Raw data =
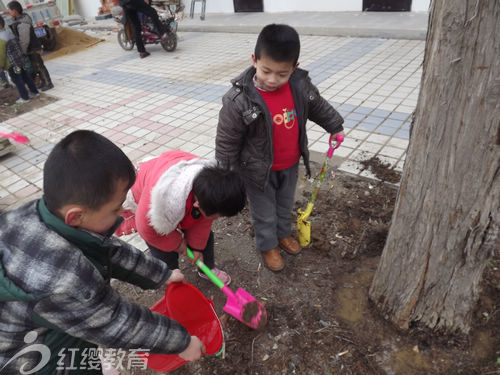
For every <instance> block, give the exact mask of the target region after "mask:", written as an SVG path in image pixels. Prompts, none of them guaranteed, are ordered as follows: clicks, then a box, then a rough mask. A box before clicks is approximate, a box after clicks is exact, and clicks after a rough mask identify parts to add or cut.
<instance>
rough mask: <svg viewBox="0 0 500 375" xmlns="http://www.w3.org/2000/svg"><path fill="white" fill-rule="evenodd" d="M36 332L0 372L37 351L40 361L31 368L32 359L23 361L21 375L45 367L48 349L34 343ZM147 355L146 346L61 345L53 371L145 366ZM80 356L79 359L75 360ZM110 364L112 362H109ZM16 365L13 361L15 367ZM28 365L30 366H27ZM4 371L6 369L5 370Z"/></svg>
mask: <svg viewBox="0 0 500 375" xmlns="http://www.w3.org/2000/svg"><path fill="white" fill-rule="evenodd" d="M37 337H38V334H37V332H36V331H30V332H28V333H27V334H26V335H25V336H24V342H25V343H26V344H28V346H26V347H25V348H23V349H21V350H20V351H19V352H17V353H16V355H14V357H12V358H11V359H9V361H8V362H7V363H6V364H4V365H3V366H2V367H1V368H0V375H1V374H5V373H6V372H5V371H6V370H7V369H8V366H9V365H11V366H12V365H13V363H14V362H15V361H17V360H19V358H20V357H21V356H23V355H26V354H27V353H34V352H36V353H38V354H39V355H40V358H41V359H40V362H39V363H38V364H36V366H34V367H33V368H31V366H32V365H33V363H32V361H25V362H24V363H23V364H21V365H20V367H19V373H20V374H21V375H30V374H34V373H36V372H37V371H39V370H41V369H42V368H43V367H44V366H46V365H47V364H48V363H49V361H50V359H51V352H50V348H49V347H48V346H47V345H44V344H34V342H35V340H36V339H37ZM148 357H149V349H140V348H139V349H129V350H128V351H125V350H123V349H111V348H108V349H102V348H63V349H61V350H59V352H58V353H57V362H56V366H57V367H56V370H97V369H101V368H102V369H104V370H107V369H110V368H111V367H114V368H115V369H116V370H124V369H127V370H131V369H132V368H134V367H135V368H140V369H143V370H144V369H146V366H147V360H148ZM78 359H79V361H78ZM111 364H113V365H111ZM17 366H19V364H15V365H14V367H17ZM27 366H30V369H27V368H26V367H27ZM4 370H5V371H4Z"/></svg>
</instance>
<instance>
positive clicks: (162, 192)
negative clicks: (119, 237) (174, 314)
mask: <svg viewBox="0 0 500 375" xmlns="http://www.w3.org/2000/svg"><path fill="white" fill-rule="evenodd" d="M245 200H246V195H245V188H244V186H243V181H242V180H241V177H240V175H239V173H237V172H235V171H229V170H225V169H223V168H221V167H219V166H217V165H215V163H214V161H209V160H206V159H200V158H199V157H197V156H195V155H192V154H189V153H187V152H184V151H178V150H174V151H168V152H165V153H163V154H162V155H160V156H159V157H157V158H154V159H151V160H149V161H147V162H144V163H141V164H139V167H138V171H137V180H136V182H135V184H134V186H132V188H131V189H130V191H129V194H128V195H127V202H126V204H125V205H124V207H125V208H126V209H128V210H127V211H125V212H124V213H123V215H124V216H125V217H126V218H127V219H126V220H125V221H124V222H123V224H122V225H121V227H119V228H118V230H117V231H116V234H117V235H121V234H128V233H132V232H133V231H134V230H136V231H138V232H139V234H140V235H141V237H142V238H143V239H144V241H146V244H147V245H148V247H149V249H150V250H151V253H152V254H153V255H154V256H155V257H157V258H159V259H161V260H163V261H164V262H165V263H167V264H168V266H169V267H170V268H171V269H174V268H178V267H179V260H178V258H179V254H182V255H186V246H189V247H190V249H191V250H193V254H194V258H195V259H194V260H195V261H196V260H197V259H201V260H202V261H203V262H204V263H205V264H206V265H207V267H209V268H211V269H212V272H213V273H215V275H216V276H217V277H219V279H221V280H222V282H223V283H224V284H226V285H229V283H230V282H231V277H230V276H229V275H228V274H227V273H226V272H224V271H222V270H220V269H218V268H217V267H215V260H214V235H213V232H212V231H211V227H212V222H213V220H215V219H217V218H219V217H220V216H234V215H236V214H238V212H240V211H241V210H242V209H243V207H244V206H245ZM198 274H199V275H200V277H203V278H206V276H205V275H204V274H203V273H201V272H199V273H198Z"/></svg>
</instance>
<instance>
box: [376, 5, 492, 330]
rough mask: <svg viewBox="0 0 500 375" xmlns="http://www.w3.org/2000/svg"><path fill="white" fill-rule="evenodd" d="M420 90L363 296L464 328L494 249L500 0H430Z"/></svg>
mask: <svg viewBox="0 0 500 375" xmlns="http://www.w3.org/2000/svg"><path fill="white" fill-rule="evenodd" d="M431 7H432V9H431V12H430V15H429V31H428V34H427V43H426V49H425V57H424V65H423V75H422V81H421V90H420V95H419V99H418V104H417V108H416V111H415V117H414V121H413V126H412V134H411V139H410V145H409V149H408V155H407V159H406V162H405V167H404V171H403V176H402V180H401V186H400V189H399V193H398V198H397V200H396V205H395V209H394V214H393V218H392V224H391V228H390V230H389V234H388V237H387V242H386V245H385V247H384V251H383V253H382V257H381V260H380V264H379V266H378V269H377V272H376V274H375V276H374V279H373V282H372V285H371V288H370V298H371V299H372V301H373V302H374V303H375V304H376V305H377V306H378V308H379V309H380V310H381V311H382V312H383V314H384V315H385V316H386V318H387V319H390V320H391V321H392V322H394V323H395V324H396V325H397V326H399V327H400V328H403V329H408V328H409V327H411V326H412V325H413V324H415V323H418V324H420V325H424V326H427V327H429V328H432V329H437V330H440V331H445V332H447V333H455V332H462V333H467V332H468V331H469V329H470V323H471V317H472V312H473V310H474V308H475V305H476V302H477V300H478V297H479V291H480V290H479V289H480V281H481V279H482V274H483V270H484V267H485V264H486V260H487V259H488V258H490V257H491V256H492V254H493V251H498V249H499V248H500V240H499V235H498V232H499V223H500V77H499V72H500V16H499V15H500V1H498V0H461V1H455V0H437V1H433V2H432V4H431Z"/></svg>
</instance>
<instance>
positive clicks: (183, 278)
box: [165, 268, 186, 285]
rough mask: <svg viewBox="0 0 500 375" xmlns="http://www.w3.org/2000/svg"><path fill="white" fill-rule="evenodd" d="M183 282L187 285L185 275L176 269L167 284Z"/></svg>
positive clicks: (167, 281)
mask: <svg viewBox="0 0 500 375" xmlns="http://www.w3.org/2000/svg"><path fill="white" fill-rule="evenodd" d="M181 282H182V283H185V282H186V278H185V277H184V274H183V273H182V272H181V270H180V269H178V268H176V269H175V270H173V271H172V274H171V275H170V277H169V278H168V280H167V282H166V283H165V284H166V285H168V284H170V283H181Z"/></svg>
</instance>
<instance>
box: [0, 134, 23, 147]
mask: <svg viewBox="0 0 500 375" xmlns="http://www.w3.org/2000/svg"><path fill="white" fill-rule="evenodd" d="M0 137H4V138H10V139H12V140H13V141H15V142H17V143H22V144H25V145H27V144H29V143H30V140H29V139H28V137H26V136H24V135H22V134H19V133H2V132H0Z"/></svg>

Your objective = Render the data above verbatim and without pictures.

Answer to this task =
For every <instance> block, give the exact mask of the target region after "mask:", written as an SVG path in image pixels. Prompts, none of them guaranteed, are ordered as follows: clicks, then a box, then a rough mask. A box before clicks is approximate, a box after clicks is exact, and clicks after a rough mask identify parts to add or cut.
<instance>
rough mask: <svg viewBox="0 0 500 375" xmlns="http://www.w3.org/2000/svg"><path fill="white" fill-rule="evenodd" d="M36 332L0 372L37 351L40 361L31 368L32 359L23 361L21 375L45 367L48 349L34 343ZM147 355L146 346L61 345L53 371L145 366ZM80 356L79 359L75 360ZM110 364L112 362H109ZM16 365L13 361L15 367ZM28 365L30 366H27ZM4 371L6 369L5 370Z"/></svg>
mask: <svg viewBox="0 0 500 375" xmlns="http://www.w3.org/2000/svg"><path fill="white" fill-rule="evenodd" d="M37 337H38V334H37V332H36V331H30V332H28V333H27V334H26V335H25V336H24V342H25V343H26V344H28V346H26V347H25V348H23V349H21V350H20V351H19V352H17V353H16V355H14V357H12V358H11V359H9V361H8V362H7V363H6V364H4V365H3V366H2V367H1V368H0V375H1V374H5V373H6V372H5V371H6V370H7V369H8V366H9V365H11V366H12V365H13V363H14V362H15V361H17V360H19V358H20V357H21V356H23V355H26V354H27V353H34V352H36V353H38V354H39V355H40V358H41V359H40V362H39V363H38V364H36V366H34V367H33V368H31V366H32V365H33V363H32V361H25V362H24V363H23V364H21V365H20V367H19V373H20V374H21V375H30V374H34V373H36V372H37V371H39V370H41V369H42V368H43V367H44V366H46V365H47V364H48V363H49V361H50V359H51V352H50V348H49V347H48V346H47V345H44V344H34V342H35V340H36V339H37ZM148 357H149V349H140V348H139V349H129V350H128V351H125V350H123V349H111V348H108V349H102V348H63V349H61V350H59V352H58V353H57V362H56V366H57V367H56V370H97V369H101V368H102V369H104V370H107V369H110V368H111V367H114V368H115V369H116V370H124V369H127V370H131V369H132V368H134V367H135V368H140V369H143V370H144V369H146V366H147V360H148ZM78 359H79V361H78ZM111 364H113V365H111ZM17 366H19V364H15V365H14V367H17ZM27 366H30V369H27V368H26V367H27ZM4 370H5V371H4Z"/></svg>
</instance>
<instance>
positive clicks: (162, 192)
negative clicks: (119, 237) (174, 314)
mask: <svg viewBox="0 0 500 375" xmlns="http://www.w3.org/2000/svg"><path fill="white" fill-rule="evenodd" d="M245 200H246V195H245V188H244V186H243V181H242V180H241V177H240V175H239V173H237V172H235V171H229V170H225V169H223V168H221V167H219V166H217V165H215V163H214V161H209V160H206V159H200V158H199V157H197V156H195V155H192V154H189V153H187V152H184V151H178V150H174V151H168V152H165V153H163V154H162V155H160V156H159V157H157V158H154V159H151V160H149V161H147V162H144V163H141V164H139V167H138V171H137V180H136V182H135V184H134V186H132V188H131V189H130V191H129V194H128V195H127V202H126V204H125V205H124V207H125V208H126V209H128V210H127V211H125V212H124V213H123V215H124V216H125V217H126V218H127V219H126V220H125V221H124V222H123V224H122V225H121V227H119V228H118V230H117V231H116V234H117V235H121V234H128V233H132V232H133V231H134V230H136V231H138V232H139V234H140V235H141V237H142V238H143V239H144V241H146V244H147V245H148V247H149V249H150V250H151V253H152V254H153V255H154V256H155V257H157V258H159V259H161V260H163V261H164V262H165V263H167V264H168V266H169V267H170V268H171V269H174V268H178V267H179V260H178V258H179V254H182V255H186V246H189V247H190V249H191V250H193V254H194V258H195V259H194V260H195V261H196V260H197V259H201V260H202V261H203V262H204V263H205V264H206V265H207V267H209V268H211V269H212V272H213V273H215V275H216V276H217V277H219V279H221V280H222V282H223V283H224V284H226V285H229V283H230V282H231V277H230V276H229V275H228V274H227V273H226V272H224V271H222V270H220V269H218V268H217V267H215V260H214V235H213V232H212V231H211V227H212V222H213V220H215V219H217V218H219V217H220V216H234V215H236V214H238V212H240V211H241V210H242V209H243V207H244V206H245ZM198 274H199V275H200V277H203V278H206V276H205V275H204V274H203V273H201V272H199V273H198Z"/></svg>
</instance>
<instance>
box: [376, 5, 492, 330]
rough mask: <svg viewBox="0 0 500 375" xmlns="http://www.w3.org/2000/svg"><path fill="white" fill-rule="evenodd" d="M420 90L363 296L464 328L494 249L500 0H430Z"/></svg>
mask: <svg viewBox="0 0 500 375" xmlns="http://www.w3.org/2000/svg"><path fill="white" fill-rule="evenodd" d="M431 7H432V9H431V12H430V15H429V31H428V34H427V43H426V49H425V57H424V65H423V75H422V81H421V90H420V95H419V99H418V104H417V108H416V111H415V117H414V121H413V126H412V134H411V139H410V145H409V149H408V155H407V159H406V162H405V167H404V171H403V176H402V180H401V186H400V189H399V193H398V198H397V200H396V205H395V209H394V214H393V218H392V224H391V228H390V230H389V234H388V237H387V242H386V245H385V247H384V251H383V253H382V257H381V260H380V264H379V266H378V269H377V272H376V274H375V276H374V279H373V282H372V285H371V288H370V298H371V299H372V301H373V302H374V303H375V304H376V305H377V306H378V308H379V309H380V310H381V311H382V312H383V314H384V315H385V316H386V318H387V319H390V320H391V321H392V322H394V323H395V324H396V325H397V326H399V327H400V328H403V329H408V328H409V327H411V326H412V325H413V324H415V323H418V324H420V325H424V326H427V327H429V328H432V329H437V330H440V331H445V332H447V333H455V332H462V333H467V332H468V331H469V329H470V323H471V317H472V312H473V310H474V308H475V305H476V302H477V300H478V297H479V291H480V290H479V289H480V281H481V279H482V274H483V270H484V267H485V264H486V260H487V259H488V258H490V257H491V256H492V254H493V251H498V249H499V248H500V240H499V235H498V232H499V223H500V77H499V72H500V16H499V15H500V1H498V0H461V1H455V0H437V1H433V2H432V4H431Z"/></svg>
</instance>
<instance>
positive clicks: (183, 278)
box: [165, 268, 186, 285]
rough mask: <svg viewBox="0 0 500 375" xmlns="http://www.w3.org/2000/svg"><path fill="white" fill-rule="evenodd" d="M183 282L187 285L185 275L176 269L167 284Z"/></svg>
positive clicks: (167, 281)
mask: <svg viewBox="0 0 500 375" xmlns="http://www.w3.org/2000/svg"><path fill="white" fill-rule="evenodd" d="M181 282H182V283H185V282H186V278H185V277H184V274H183V273H182V272H181V270H180V269H178V268H176V269H175V270H173V271H172V274H171V275H170V277H169V278H168V280H167V282H166V283H165V284H166V285H168V284H170V283H181Z"/></svg>
</instance>
<instance>
box: [0, 134, 23, 147]
mask: <svg viewBox="0 0 500 375" xmlns="http://www.w3.org/2000/svg"><path fill="white" fill-rule="evenodd" d="M0 137H4V138H10V139H12V140H13V141H15V142H17V143H22V144H25V145H27V144H29V143H30V140H29V139H28V137H26V136H24V135H22V134H19V133H2V132H0Z"/></svg>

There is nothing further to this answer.